To be done: Copy out the notebook extract on ethnicity and deprivation below word for word, from start to end.

Page extract:
+ + + + + + +

Highlight the LSOAs with high concentrations of social renting on a map.

In [None]:
# YOUR CODE HERE

## 2.	Exploring ethnicity and deprivation (55%)

The dataset `ethnicity.csv` holds counts of people by ethnic group and an indicator of the level of deprivation where higher values mean areas are more deprived.  The column headings are explained below:

**Table 3 - ethnicity and area deprivation**

Code |	Description
--|--
wbrit |	White British
wirish |	White Irish
wother |	White other
mixed |	Mixed
indian | Indian
pakist |  Pakistani
bangla | Bangladeshi
chinese	| Chinese
othasian | Asian other
blafrican | Black African
blcarrb	| Black Caribbean
blother	| Black other
other |	Other ethnic group
IMD	 | Index of Multiple Deprivation score (higher means more deprived)

In [None]:
ethnicity = readtable("ethnicity.csv")
head(ethnicity)

**Question 2. a) [10%]**	calculate new columns for the white other, Indian, Pakistani, Bangladeshi and black African ethnic groups to show the standardised likelihood that they are living in each LSOA. Name your columns `sl_wother`, `sl_indian`, `sl_pakist`, `sl_bangla` and `sl_blafrican`. You might like to experiment with plotting your new columns on a map.

+ + + + + + +

Dataset:

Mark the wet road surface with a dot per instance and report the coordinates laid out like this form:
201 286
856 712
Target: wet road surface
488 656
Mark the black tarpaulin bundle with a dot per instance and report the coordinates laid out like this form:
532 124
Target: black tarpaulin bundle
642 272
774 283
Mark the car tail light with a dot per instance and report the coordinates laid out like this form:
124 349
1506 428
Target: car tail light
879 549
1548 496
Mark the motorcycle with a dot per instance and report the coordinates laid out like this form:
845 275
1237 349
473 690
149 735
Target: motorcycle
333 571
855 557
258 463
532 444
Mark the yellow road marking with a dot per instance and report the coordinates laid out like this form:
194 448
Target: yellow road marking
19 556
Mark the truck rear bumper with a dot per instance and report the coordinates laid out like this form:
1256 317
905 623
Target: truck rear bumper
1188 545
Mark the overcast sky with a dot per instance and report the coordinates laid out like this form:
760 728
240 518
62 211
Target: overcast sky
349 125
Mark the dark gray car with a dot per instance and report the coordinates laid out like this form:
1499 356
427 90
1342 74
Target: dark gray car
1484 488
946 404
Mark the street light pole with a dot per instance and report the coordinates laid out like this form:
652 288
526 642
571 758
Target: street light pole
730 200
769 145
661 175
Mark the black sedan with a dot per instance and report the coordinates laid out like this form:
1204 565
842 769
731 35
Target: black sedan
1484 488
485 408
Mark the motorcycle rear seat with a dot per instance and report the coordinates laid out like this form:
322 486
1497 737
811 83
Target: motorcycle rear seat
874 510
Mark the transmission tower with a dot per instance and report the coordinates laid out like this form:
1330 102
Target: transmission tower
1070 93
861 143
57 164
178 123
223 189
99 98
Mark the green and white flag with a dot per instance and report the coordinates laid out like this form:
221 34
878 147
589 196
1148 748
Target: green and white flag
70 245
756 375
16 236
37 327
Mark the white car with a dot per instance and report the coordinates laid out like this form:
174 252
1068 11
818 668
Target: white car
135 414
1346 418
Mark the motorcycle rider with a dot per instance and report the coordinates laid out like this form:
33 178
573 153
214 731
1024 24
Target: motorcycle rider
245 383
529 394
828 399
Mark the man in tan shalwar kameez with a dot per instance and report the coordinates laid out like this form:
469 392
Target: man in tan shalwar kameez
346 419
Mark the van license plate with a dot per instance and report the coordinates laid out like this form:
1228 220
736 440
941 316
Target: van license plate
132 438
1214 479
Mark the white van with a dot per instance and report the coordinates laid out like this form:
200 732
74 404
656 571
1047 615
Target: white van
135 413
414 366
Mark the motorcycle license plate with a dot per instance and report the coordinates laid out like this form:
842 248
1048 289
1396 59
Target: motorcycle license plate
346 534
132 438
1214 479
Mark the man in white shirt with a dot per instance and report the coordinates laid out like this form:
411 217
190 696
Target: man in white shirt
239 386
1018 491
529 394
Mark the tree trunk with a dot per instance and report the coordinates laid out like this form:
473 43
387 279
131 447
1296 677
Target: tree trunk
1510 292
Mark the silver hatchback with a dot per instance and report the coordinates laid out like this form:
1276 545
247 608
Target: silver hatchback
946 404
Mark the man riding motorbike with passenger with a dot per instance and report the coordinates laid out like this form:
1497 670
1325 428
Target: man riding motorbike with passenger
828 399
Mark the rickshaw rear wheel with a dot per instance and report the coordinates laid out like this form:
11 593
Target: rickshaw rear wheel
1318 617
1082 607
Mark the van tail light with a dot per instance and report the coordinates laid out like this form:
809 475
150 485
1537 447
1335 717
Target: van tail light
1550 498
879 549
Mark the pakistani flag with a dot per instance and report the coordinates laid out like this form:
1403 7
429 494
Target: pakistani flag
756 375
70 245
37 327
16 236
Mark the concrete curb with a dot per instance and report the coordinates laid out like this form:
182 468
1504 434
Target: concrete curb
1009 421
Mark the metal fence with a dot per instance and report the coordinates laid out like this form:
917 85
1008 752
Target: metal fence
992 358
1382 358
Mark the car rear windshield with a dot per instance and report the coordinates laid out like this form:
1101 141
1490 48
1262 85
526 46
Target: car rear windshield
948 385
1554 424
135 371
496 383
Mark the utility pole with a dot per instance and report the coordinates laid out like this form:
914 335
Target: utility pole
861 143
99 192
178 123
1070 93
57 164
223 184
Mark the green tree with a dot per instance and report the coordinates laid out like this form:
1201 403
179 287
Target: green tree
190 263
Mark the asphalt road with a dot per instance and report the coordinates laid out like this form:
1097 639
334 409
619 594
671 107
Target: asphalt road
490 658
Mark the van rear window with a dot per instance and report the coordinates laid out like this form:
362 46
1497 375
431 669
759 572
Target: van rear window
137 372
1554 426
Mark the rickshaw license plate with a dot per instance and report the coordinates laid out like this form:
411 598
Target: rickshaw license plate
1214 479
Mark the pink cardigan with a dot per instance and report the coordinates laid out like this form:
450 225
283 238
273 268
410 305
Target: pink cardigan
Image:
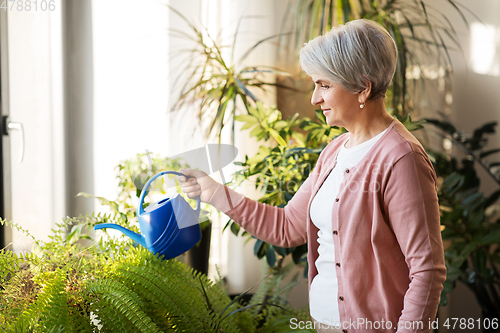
386 232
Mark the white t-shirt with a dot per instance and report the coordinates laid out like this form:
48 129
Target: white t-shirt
323 295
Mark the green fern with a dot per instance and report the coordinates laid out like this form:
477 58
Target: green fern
50 308
114 299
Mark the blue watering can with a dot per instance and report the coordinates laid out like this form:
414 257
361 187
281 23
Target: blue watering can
169 227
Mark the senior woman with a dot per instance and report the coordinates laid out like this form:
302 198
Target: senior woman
369 210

+ + + + + + +

Complete output:
Highlight the LSOAs with high concentrations of social renting on a map.

In [None]:
# YOUR CODE HERE

## 2.	Exploring ethnicity and deprivation (55%)

The dataset `ethnicity.csv` holds counts of people by ethnic group and an indicator of the level of deprivation where higher values mean areas are more deprived.  The column headings are explained below:

**Table 3 - ethnicity and area deprivation**

Code |	Description
--|--
wbrit |	White British
wirish |	White Irish
wother |	White other
mixed |	Mixed
indian | Indian
pakist |  Pakistani
bangla | Bangladeshi
chinese	| Chinese
othasian | Asian other
blafrican | Black African
blcarrb	| Black Caribbean
blother	| Black other
other |	Other ethnic group
IMD	 | Index of Multiple Deprivation score (higher means more deprived)

In [None]:
ethnicity = readtable("ethnicity.csv")
head(ethnicity)

**Question 2. a) [10%]**	calculate new columns for the white other, Indian, Pakistani, Bangladeshi and black African ethnic groups to show the standardised likelihood that they are living in each LSOA. Name your columns `sl_wother`, `sl_indian`, `sl_pakist`, `sl_bangla` and `sl_blafrican`. You might like to experiment with plotting your new columns on a map.